### THE TASKS
1. In the passage on Hanoi's urban growth, what do these answers come to?
(a) During which years was hunger a daily reality for most urban Vietnamese?
(b) Who is described as a father of American environmentalism?
(c) How many ancient streets make up the thumping heart of Hanoi?
2. Could you pick up the passage on Hanoi's urban growth after its final question and keep it going?

### SELECTED EXCERPT
## Start

What type of buildings will rise in the former rice fields? The architecture of Hanoi, its evolution and many layers, has been maligned and discussed elsewhere in rich detail3. Suffice to say, the brutalism of the remaining Soviet architecture, the endless metal-roof kitsch of the “self-built” housing, the blankly “Asian” high-rise apartments, and the climatically inappropriate glass boxes could all use a bold renewing vision (that uses and maintains some of the distinct cultural forms, such as the tube house4).
Yet Hanoi is trapped in several vicious cycles. The richer it gets, the more people it attracts. The more rural migrants arrive, the more the countryside dies. As rural areas collapse, more people flood into Hanoi. Livable cities are rarely those with exponential population growth. Traffic becomes unbearable. As does the air5. The city spreads out, rolling concrete, brick, and asphalt out before it. The green of the spring rice paddies, so vibrant it seems alive, disappears in a cloud of gray dust and red metal roofs. One feels lucky to ever hear bird song.
It must be said--Vietnam’s urbanization and development to date, essentially a process of moving workers from farms to factories, is widely praised. Per-capita income has risen quickly, though not evenly, and poverty has been greatly reduced by most measures, though it persists. Hunger, a daily reality for most urban Vietnamese in the hardscrabble (though not unhappy) period from 1975-1986, is now largely confined to the rural poor and pockets of urban despair. No one who’s met a child without food to eat will downplay this change. Yet the question haunting the nation is whether it necessitated the degradation, even destruction, of immense parts of the nation’s natural resources6 . Can a poor country develop while preserving open spaces, rivers, soil, and air?
Today we know this is not a question of aesthetics, but a moral issue. To writer and naturalist Aldo Leopold, a father of American environmentalism, “A thing is right when it tends to preserve the integrity, stability, and beauty of the biotic community. It is wrong when it tends otherwise.” Can Hanoi do this? Can its neighborhoods and buildings “get right”? Is it possible to grow this jewel of a city, with its thumping heart of 36 ancient streets, into a model of low-carbon development and ecological balance?

## End

### INFORMATION SHOWN
## Start

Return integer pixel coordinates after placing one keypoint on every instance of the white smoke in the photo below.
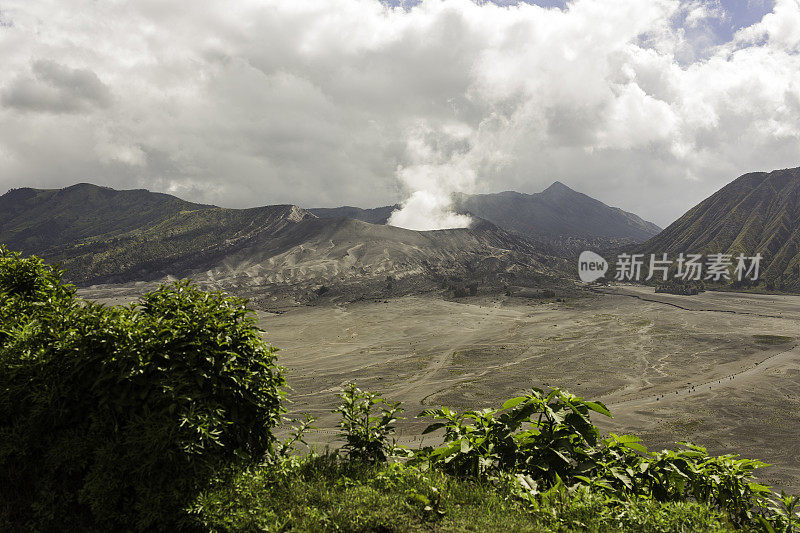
(442, 162)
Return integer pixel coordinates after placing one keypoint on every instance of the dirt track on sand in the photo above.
(718, 369)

## End

### TASK-BY-TASK ANSWERS
1.
(a) 1975-1986
(b) Aldo Leopold
(c) 36

2.
Not only possible, it is necessary. Greening is now a matter of survival7 . Only through the large-scale introduction of eco-effective design8 can Hanoi meet the speeding challenges of this century. (The same goes for HCMC, though it will also likely require a phased retreat from the sea.) Why is green the only solution? Because it is the only elegant one, addressing climate change, ecological and environmental destruction, human and social well-being, resource scarcity, and economic constraints.
It’s not high-end, LEED Platinum, Norman Foster9 green we are talking about here. High-tech green will be reserved mainly for the offices, homes, and playgrounds of the most prosperous. The rest of us, most of Hanoi, will have to do with guerilla green, community green--a type developed over more than a thousand years of Vietnamese culture, based on intelligent passive design and landscaping10. It will draw on Feng Shui (geomancy), still a large influence on Vietnamese design, and common sense--a term not to be used around anthropologists and an influence on hardly anyone these days.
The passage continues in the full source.